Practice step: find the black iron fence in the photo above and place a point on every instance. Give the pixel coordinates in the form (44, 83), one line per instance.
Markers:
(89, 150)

********

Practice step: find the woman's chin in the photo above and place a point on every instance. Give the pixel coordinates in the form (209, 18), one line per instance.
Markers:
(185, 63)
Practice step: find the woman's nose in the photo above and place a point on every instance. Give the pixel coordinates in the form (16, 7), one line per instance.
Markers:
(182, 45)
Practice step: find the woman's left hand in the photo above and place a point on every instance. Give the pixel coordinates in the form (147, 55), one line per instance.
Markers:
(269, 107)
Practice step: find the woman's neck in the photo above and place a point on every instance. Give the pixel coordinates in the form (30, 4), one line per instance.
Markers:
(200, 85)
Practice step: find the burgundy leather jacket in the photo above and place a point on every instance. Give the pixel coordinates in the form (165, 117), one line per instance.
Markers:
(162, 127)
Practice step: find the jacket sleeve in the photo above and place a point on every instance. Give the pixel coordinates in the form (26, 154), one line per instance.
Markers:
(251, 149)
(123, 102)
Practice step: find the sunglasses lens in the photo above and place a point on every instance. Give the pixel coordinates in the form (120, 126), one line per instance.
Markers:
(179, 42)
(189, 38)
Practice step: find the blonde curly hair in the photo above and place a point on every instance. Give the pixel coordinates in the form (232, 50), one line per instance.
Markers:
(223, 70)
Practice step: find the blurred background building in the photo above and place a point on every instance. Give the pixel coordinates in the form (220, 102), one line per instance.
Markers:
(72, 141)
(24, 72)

********

GIVEN INSTRUCTION
How many lines of the data above contain the string "instance"? Case counts; give only the number.

FINAL RESULT
10